Aim of the task:
Each record should be given again exactly, and any picture in it left out.
- - -
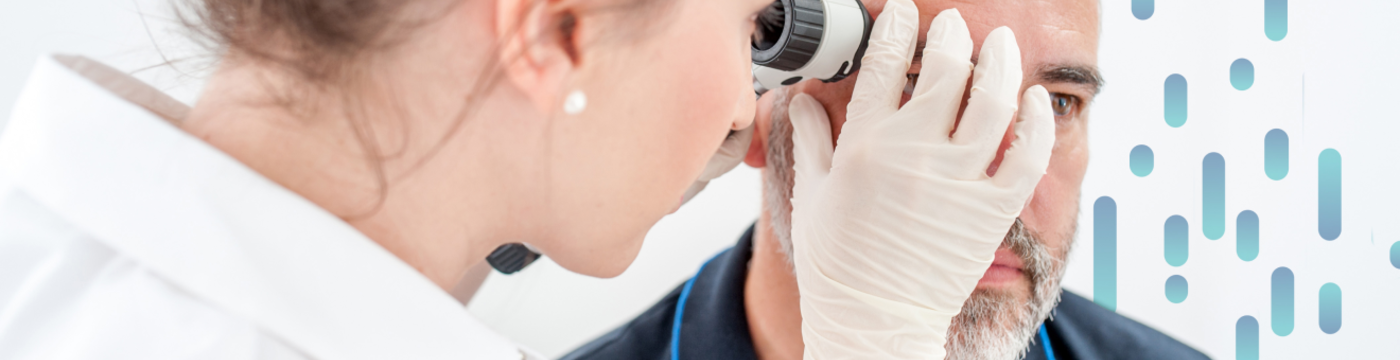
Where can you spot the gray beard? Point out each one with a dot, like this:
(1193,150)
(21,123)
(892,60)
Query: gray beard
(996,324)
(993,324)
- - -
Answer to this exercise:
Where can you spot the gray beard? Point out each one with a dot, like this:
(1193,150)
(21,123)
(892,60)
Query: gray beard
(996,324)
(993,324)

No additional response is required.